É próprio de governos com espírito autoritário querer uma ligação direta com a população, prescindindo, ou pelo menos relegando a segundo plano, os canais comuns nos regimes democráticos: partidos políticos, imprensa livre. Na sua forma mais radical, a democracia direta se utiliza de plebiscitos, que podem ser manipulados, para consultar o povo sobre decisões importantes.
Quando esse sistema é usado localmente, como nos Estados Unidos e em alguns países da Europa, para decidir questões que atingem o dia a dia de uma comunidade, o plebiscito é um instrumento democrático eficiente. Mas, quando se quer informar à população só o que interessa ao governo, a comunicação direta se transforma em mera ação de propaganda.
Foi por isso que nasceu a 'Voz do Brasil', propaganda política do governo Getúlio Vargas coordenada pelo tristemente famoso Departamento de Imprensa e Propaganda (DIP) da ditadura da ocasião. Com os modernos meios de comunicação, primeiro a televisão, depois especialmente os digitais, a tentação de atingir milhões de cidadãos cresceu, e no primeiro governo Lula foi criada a Empresa Brasileira de Comunicação (EBC). Teoricamente, seria uma rede de comunicação pública, com emissoras de televisão, rádio e programação de internet.
Transformou-se, na prática, em instrumento de propaganda política, que teve no governo Bolsonaro seu ápice oficialista, transmitindo todas as ações do presidente da República, discursos em formaturas de militares especialmente, já indicando o caminho de politização das Forças Armadas que forjava desde o início do mandato. Só não foi mais efetivo pela audiência praticamente nula. Um exemplo de como a ideia de empresa pública se diferencia da máquina de propaganda governamental é a decisão da nova direção da EBC de adotar a tese petista de que o impeachment da presidente Dilma foi um golpe parlamentar.

### Registros armazenados
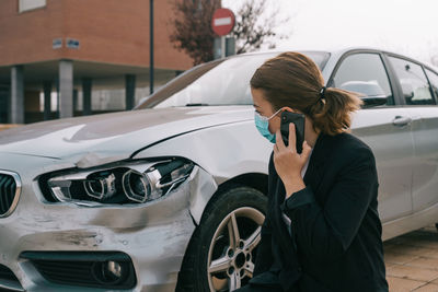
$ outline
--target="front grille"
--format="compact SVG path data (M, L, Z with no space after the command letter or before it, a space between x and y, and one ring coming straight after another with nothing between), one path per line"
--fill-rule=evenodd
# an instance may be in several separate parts
M15 275L5 266L0 265L0 290L24 291Z
M132 289L136 275L128 255L119 252L24 252L36 270L49 282L103 289ZM119 279L102 273L105 262L116 261L124 270Z
M0 217L8 217L13 212L20 192L20 176L12 172L0 171Z

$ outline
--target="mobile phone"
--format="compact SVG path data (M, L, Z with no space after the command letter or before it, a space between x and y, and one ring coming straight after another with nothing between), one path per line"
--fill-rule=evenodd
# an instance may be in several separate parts
M295 124L295 133L297 137L297 152L302 152L302 143L304 142L304 124L306 118L303 114L297 114L288 110L281 113L280 132L283 141L286 145L289 144L289 124Z

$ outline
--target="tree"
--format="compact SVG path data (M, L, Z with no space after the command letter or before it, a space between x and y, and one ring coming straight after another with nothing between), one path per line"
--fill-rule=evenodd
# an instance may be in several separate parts
M175 48L185 50L194 65L212 60L215 33L210 22L221 0L173 0L175 17L170 36Z
M174 47L184 50L194 60L194 65L210 61L214 58L212 46L217 37L211 30L211 17L220 8L220 0L171 0L174 19L171 20L173 32L170 36ZM260 49L262 44L275 47L275 27L289 19L277 21L278 9L266 14L266 0L246 0L235 13L235 25L231 35L235 37L237 54Z
M235 25L231 35L237 40L237 54L260 49L262 44L267 43L269 48L275 48L273 38L287 38L287 35L279 35L275 28L285 24L289 17L278 21L279 9L275 9L269 15L264 15L266 0L247 0L238 10Z

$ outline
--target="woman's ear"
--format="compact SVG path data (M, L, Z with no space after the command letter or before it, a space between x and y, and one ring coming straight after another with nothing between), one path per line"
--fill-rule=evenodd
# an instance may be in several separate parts
M284 106L283 108L284 108L285 110L288 110L288 112L291 112L291 113L299 114L299 112L298 112L298 110L296 110L296 109L292 109L292 108L290 108L289 106Z

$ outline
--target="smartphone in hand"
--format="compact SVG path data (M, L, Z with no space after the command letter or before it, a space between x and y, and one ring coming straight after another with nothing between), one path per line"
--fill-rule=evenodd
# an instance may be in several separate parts
M280 124L280 132L281 132L281 138L283 141L285 142L286 145L289 144L289 124L293 122L295 124L295 133L297 137L297 152L301 153L302 152L302 143L304 142L304 115L303 114L297 114L288 110L284 110L281 113L281 124Z

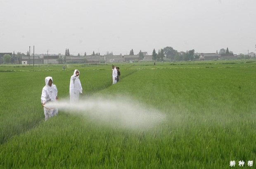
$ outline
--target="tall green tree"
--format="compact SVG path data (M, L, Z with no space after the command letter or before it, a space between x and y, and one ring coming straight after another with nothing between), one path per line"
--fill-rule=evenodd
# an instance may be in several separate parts
M163 49L166 58L174 59L178 51L171 47L166 47Z
M3 56L3 60L4 60L4 63L11 63L11 55L8 54L5 54Z
M219 54L223 54L226 53L226 50L225 50L224 48L221 48L220 49L220 51L219 52Z
M156 59L156 50L155 49L154 49L153 50L153 52L152 52L152 59L155 61Z
M143 53L141 52L141 50L140 50L139 52L139 57L141 59L143 59L144 58L144 55L143 55Z
M11 59L11 63L14 63L17 60L16 58L16 54L15 54L15 52L14 51L13 51L13 52L12 53L12 56L11 57L12 58Z
M160 55L161 55L160 54L161 53L160 53L160 49L158 49L158 52L157 53L157 55L156 55L156 60L158 61L160 61Z
M164 49L161 49L160 50L160 59L161 59L161 61L163 61L164 60Z
M69 48L68 48L68 51L67 53L68 54L68 56L70 56L70 54L69 53Z
M132 49L130 51L129 55L134 55L134 53L133 52L133 49Z
M19 64L21 64L21 60L22 59L22 54L20 52L17 53L17 59L18 59L18 63Z

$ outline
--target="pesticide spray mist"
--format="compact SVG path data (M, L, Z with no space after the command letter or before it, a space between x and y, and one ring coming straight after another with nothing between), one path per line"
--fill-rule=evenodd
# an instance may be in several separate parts
M166 115L159 110L142 105L131 99L91 98L71 103L69 101L51 102L46 108L57 108L72 114L84 115L96 121L109 123L128 128L148 128L163 122Z

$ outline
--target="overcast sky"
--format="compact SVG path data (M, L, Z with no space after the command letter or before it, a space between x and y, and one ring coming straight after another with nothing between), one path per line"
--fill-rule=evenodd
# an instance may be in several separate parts
M0 0L0 52L256 53L256 0Z

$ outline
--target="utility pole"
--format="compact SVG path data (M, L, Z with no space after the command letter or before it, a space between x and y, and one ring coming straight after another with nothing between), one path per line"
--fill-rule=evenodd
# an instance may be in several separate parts
M28 59L28 62L29 62L29 66L30 66L30 46L29 46L29 58Z
M35 46L33 46L33 67L35 65Z

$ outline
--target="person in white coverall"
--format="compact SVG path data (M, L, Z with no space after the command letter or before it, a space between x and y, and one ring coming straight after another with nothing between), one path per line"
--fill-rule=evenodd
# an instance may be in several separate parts
M58 100L58 90L56 86L53 84L52 77L45 77L45 86L43 88L41 96L41 103L43 103L43 106L47 102L55 101ZM58 114L57 108L47 109L44 106L43 110L45 121Z
M116 80L117 80L117 70L114 66L112 66L112 78L113 80L113 84L116 83Z
M83 88L79 78L79 72L78 70L75 70L74 74L70 78L69 85L69 94L70 102L73 102L78 101L79 99L79 94L83 94Z

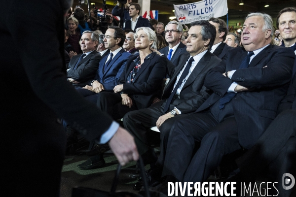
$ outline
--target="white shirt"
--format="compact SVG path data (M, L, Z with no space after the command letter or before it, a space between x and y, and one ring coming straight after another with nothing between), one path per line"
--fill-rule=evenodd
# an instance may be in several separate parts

### Requisitos da tarefa
Prossiga o texto sobre a EBC e o uso político da comunicação pública, começando logo após a última frase apresentada.

### Resposta
Bolsonaro conseguia atingir seu público pelas lives transmitidas na internet, que viraram um instrumento eficaz de propaganda política e mobilização de apoiadores. Foi por meio delas que alimentou a mobilização popular contra o Supremo Tribunal Federal (STF) e o Congresso que acabou desaguando no 8 de Janeiro. Agora, anuncia-se que o presidente Lula pretende adaptar a seu estilo a comunicação governamental, usando podcasts para se dirigir diretamente ao eleitorado.
Há diversas maneiras de presidentes da República de países democráticos se dirigirem aos cidadãos, desde a requisição de cadeia nacional de rádio e televisão para pronunciamentos importantes até entrevistas coletivas, ou mesmo individuais. O presidente pode ter também um assessor de imprensa, ou porta-voz, para relatar diariamente as atividades do governo e dar a palavra oficial sobre temas de interesse público.
Líderes personalistas abrem mão desse tipo de assessor. Foi o caso de Bolsonaro, ao dispensar o general Otávio do Rêgo Barros, que tentou organizar o contato do presidente com jornalistas. Bolsonaro preferia o contato pessoal no 'cercadinho' do Alvorada, onde falava o que queria a alguns seguidores fanáticos. O presidente Lula teve bons porta-vozes nos dois primeiros mandatos, mas agora parece disposto a ser ele mesmo seu porta-voz, falando quando quiser e sobre o que quiser.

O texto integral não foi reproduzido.